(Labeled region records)
## BEGIN

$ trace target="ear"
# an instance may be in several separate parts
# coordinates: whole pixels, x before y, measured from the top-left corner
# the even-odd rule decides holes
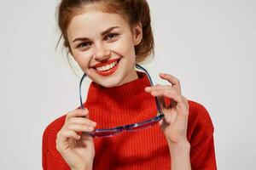
[[[132,37],[133,37],[133,44],[134,46],[138,45],[143,39],[143,26],[142,23],[135,25],[132,28]]]

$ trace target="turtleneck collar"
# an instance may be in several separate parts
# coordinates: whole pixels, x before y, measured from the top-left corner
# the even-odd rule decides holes
[[[145,93],[145,88],[150,86],[150,82],[144,72],[137,71],[137,73],[139,78],[113,88],[105,88],[92,82],[89,88],[88,96],[99,93],[102,95],[107,94],[109,97],[124,99],[127,95],[135,96],[142,94],[142,92]]]

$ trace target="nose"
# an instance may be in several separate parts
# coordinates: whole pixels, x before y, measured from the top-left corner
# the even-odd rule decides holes
[[[103,43],[98,43],[95,46],[94,58],[97,61],[104,61],[110,58],[110,50]]]

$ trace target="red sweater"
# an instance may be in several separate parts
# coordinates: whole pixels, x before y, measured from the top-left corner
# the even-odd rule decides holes
[[[138,122],[156,115],[154,98],[144,91],[150,83],[144,73],[139,79],[119,87],[106,88],[91,82],[84,106],[96,128],[113,128]],[[206,108],[191,100],[187,138],[190,143],[192,169],[214,170],[216,160],[213,126]],[[43,135],[43,167],[44,170],[70,169],[56,150],[56,134],[65,122],[66,115],[52,122]],[[112,138],[94,139],[96,156],[93,169],[171,169],[166,139],[160,126],[137,132],[125,132]]]

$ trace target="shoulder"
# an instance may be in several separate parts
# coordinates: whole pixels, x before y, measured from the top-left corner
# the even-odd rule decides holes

## END

▸ Exercise task
Reproduce the material above verbatim; omit every picture.

▸ Final result
$ trace target="ear"
# an instance may be in several separate parts
# coordinates: whole pixels, x before y, measured from the top-left corner
# the even-odd rule decides holes
[[[132,37],[133,37],[133,44],[134,46],[138,45],[143,39],[143,26],[142,23],[135,25],[132,28]]]

$ trace target="turtleneck collar"
# an instance may be in several separate parts
# coordinates: whole pixels, x before y, measured from the top-left corner
# the even-odd rule decides holes
[[[145,93],[145,88],[150,86],[150,82],[144,72],[137,71],[137,73],[139,78],[113,88],[105,88],[92,82],[89,88],[88,96],[99,93],[102,95],[107,94],[109,97],[124,99],[127,95],[135,96],[142,94],[142,92]]]

$ trace target="nose"
# an instance may be in several separate parts
# coordinates: whole pixels, x before y, measured from the top-left corner
# the even-odd rule decides holes
[[[103,43],[98,43],[95,46],[94,58],[97,61],[104,61],[110,58],[110,50]]]

$ trace target="red sweater"
# an instance may be in several separate parts
# coordinates: whole pixels, x before y, measured from the top-left corner
# the even-odd rule decides holes
[[[138,122],[156,115],[154,98],[144,91],[150,83],[144,73],[139,79],[119,87],[106,88],[91,82],[84,106],[96,128],[113,128]],[[206,108],[191,100],[187,138],[190,143],[192,169],[214,170],[216,160],[213,126]],[[43,135],[43,167],[44,170],[70,169],[56,150],[56,134],[65,122],[66,115],[52,122]],[[112,138],[94,139],[96,156],[93,169],[171,169],[166,139],[160,126],[137,132],[125,132]]]

$ trace target="shoulder"
# an instance may be in several separate parts
# coordinates: whole pixels, x before y, measured from the top-left corner
# the even-odd rule decides holes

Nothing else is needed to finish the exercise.